--- Extracto de página ---

------------------------

Llevo 35 años dedicado fundamentalmente a estudiar las políticas públicas, la mitad de mi vida. A ellos se agregan otros diez en labores de gobierno. Por eso, y mis lectores habituales lo saben, tengo posiciones bien definidas en la mayoría de los temas que se discuten en ese ámbito.
Sin embargo, hay algunos, muy pocos, en los que me resulta difícil adoptar una posición categórica. Ello suele ocurrir especialmente cuando hay cuestiones valóricas involucradas: el derecho a la vida, la soberanía de la voluntad, la sinceridad y la hipocresía. La eutanasia es uno de esos temas, el aborto es otro.
Siempre la literatura entrega una guía para avanzar en una posición y tratándose de temáticas muy actuales, son autores contemporáneos quienes pueden darnos luces sobre ellas. Michel Houllebecq, el gran novelista francés, es uno de mis favoritos. Ya en una de sus novelas seminales, “Las partículas elementales” nos entrega una pista de su preocupación sobre los problemas éticos que plantean las edades extremas de la vida. Luego en “El mapa y el territorio” escrita en 2010 nos relata una historia en que la empresa suiza Dignitas ofrece por catálogo una “muerte dulce y pacífica” y su protagonista descubre que su padre, que ha desaparecido hace un mes, ha hecho un check-in en un establecimiento en Zúrich. No hay, sin embargo, registro del check-out.

------------------------

--- Material extraído ---
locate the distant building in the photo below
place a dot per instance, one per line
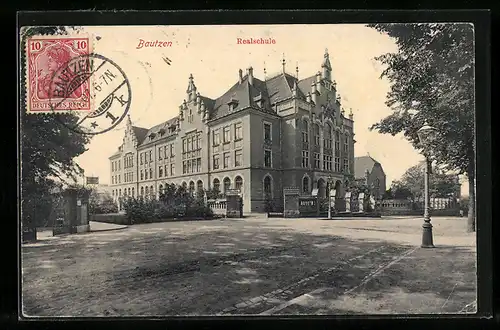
(259, 136)
(370, 172)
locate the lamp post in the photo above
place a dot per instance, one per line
(330, 183)
(423, 134)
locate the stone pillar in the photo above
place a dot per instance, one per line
(233, 200)
(348, 202)
(291, 202)
(70, 213)
(82, 204)
(361, 202)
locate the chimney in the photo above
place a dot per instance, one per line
(250, 75)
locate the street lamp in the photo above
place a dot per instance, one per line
(330, 185)
(424, 133)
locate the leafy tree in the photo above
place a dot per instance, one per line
(432, 82)
(411, 185)
(48, 147)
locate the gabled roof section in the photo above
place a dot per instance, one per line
(361, 164)
(156, 131)
(140, 133)
(305, 84)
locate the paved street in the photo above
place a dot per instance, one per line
(253, 266)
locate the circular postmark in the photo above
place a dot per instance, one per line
(95, 90)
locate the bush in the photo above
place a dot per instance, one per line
(173, 203)
(104, 207)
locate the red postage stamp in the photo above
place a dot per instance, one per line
(58, 74)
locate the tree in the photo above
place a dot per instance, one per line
(48, 147)
(411, 185)
(432, 82)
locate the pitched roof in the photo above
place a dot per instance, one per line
(140, 133)
(305, 84)
(156, 130)
(361, 164)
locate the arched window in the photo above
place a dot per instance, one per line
(305, 185)
(268, 186)
(305, 131)
(227, 184)
(328, 136)
(316, 134)
(216, 185)
(199, 186)
(238, 183)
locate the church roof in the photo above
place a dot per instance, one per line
(362, 164)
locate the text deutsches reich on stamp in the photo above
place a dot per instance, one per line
(71, 90)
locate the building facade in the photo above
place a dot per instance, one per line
(370, 172)
(259, 137)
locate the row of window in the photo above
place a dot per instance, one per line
(226, 134)
(226, 159)
(327, 139)
(327, 162)
(115, 179)
(115, 165)
(166, 170)
(191, 166)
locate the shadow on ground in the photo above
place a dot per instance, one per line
(240, 269)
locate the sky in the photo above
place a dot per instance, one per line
(213, 56)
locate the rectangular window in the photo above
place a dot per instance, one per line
(227, 134)
(305, 158)
(238, 158)
(267, 132)
(267, 158)
(227, 159)
(317, 163)
(216, 137)
(238, 131)
(193, 166)
(216, 162)
(327, 163)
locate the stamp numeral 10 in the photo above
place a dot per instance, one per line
(37, 45)
(81, 44)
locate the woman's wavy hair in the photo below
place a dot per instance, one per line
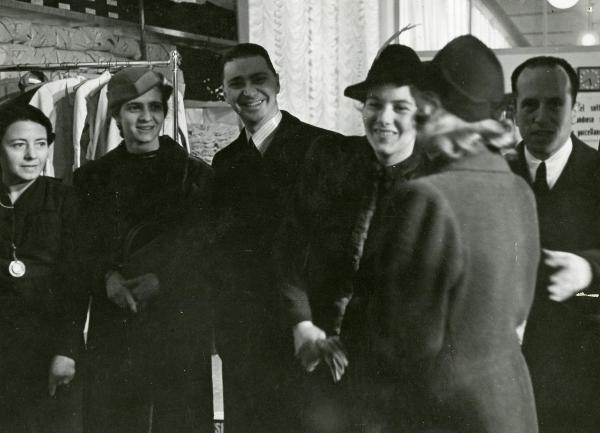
(15, 112)
(445, 136)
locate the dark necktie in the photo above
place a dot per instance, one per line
(540, 184)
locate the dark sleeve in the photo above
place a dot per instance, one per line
(420, 263)
(72, 296)
(296, 241)
(292, 245)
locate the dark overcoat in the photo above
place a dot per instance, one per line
(42, 312)
(323, 232)
(562, 340)
(135, 208)
(251, 195)
(447, 276)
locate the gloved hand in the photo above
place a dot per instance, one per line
(305, 337)
(61, 372)
(143, 287)
(333, 352)
(118, 292)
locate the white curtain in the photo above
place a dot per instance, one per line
(318, 47)
(440, 21)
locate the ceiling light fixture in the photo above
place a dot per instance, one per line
(563, 4)
(590, 37)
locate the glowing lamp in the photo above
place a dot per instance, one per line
(563, 4)
(588, 39)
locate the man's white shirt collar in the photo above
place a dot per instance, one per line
(259, 138)
(555, 164)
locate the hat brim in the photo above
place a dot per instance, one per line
(357, 91)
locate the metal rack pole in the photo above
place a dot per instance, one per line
(108, 64)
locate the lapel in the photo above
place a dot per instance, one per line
(518, 164)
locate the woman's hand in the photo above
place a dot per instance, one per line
(118, 292)
(62, 372)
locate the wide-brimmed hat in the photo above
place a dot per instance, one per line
(396, 64)
(130, 83)
(467, 77)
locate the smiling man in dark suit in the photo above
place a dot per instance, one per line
(253, 176)
(561, 338)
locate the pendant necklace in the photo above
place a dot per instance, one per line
(16, 267)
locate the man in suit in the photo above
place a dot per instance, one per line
(253, 176)
(560, 341)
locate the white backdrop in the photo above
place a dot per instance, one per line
(318, 47)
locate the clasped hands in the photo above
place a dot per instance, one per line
(130, 293)
(311, 346)
(570, 274)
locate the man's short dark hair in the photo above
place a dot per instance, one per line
(16, 112)
(242, 51)
(547, 62)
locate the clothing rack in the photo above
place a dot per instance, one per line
(174, 62)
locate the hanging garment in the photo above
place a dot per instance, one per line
(104, 133)
(81, 115)
(167, 128)
(56, 99)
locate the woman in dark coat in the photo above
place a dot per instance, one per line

------------------------

--- Ejercicio ---
Reproduzca sin cambios el pasaje del extracto que comienza en las palabras "Llevo 35 años" y termina tras "aborto es otro.". Responda basándose únicamente en el extracto.

--- Resultado ---
Llevo 35 años dedicado fundamentalmente a estudiar las políticas públicas, la mitad de mi vida. A ellos se agregan otros diez en labores de gobierno. Por eso, y mis lectores habituales lo saben, tengo posiciones bien definidas en la mayoría de los temas que se discuten en ese ámbito.
Sin embargo, hay algunos, muy pocos, en los que me resulta difícil adoptar una posición categórica. Ello suele ocurrir especialmente cuando hay cuestiones valóricas involucradas: el derecho a la vida, la soberanía de la voluntad, la sinceridad y la hipocresía. La eutanasia es uno de esos temas, el aborto es otro.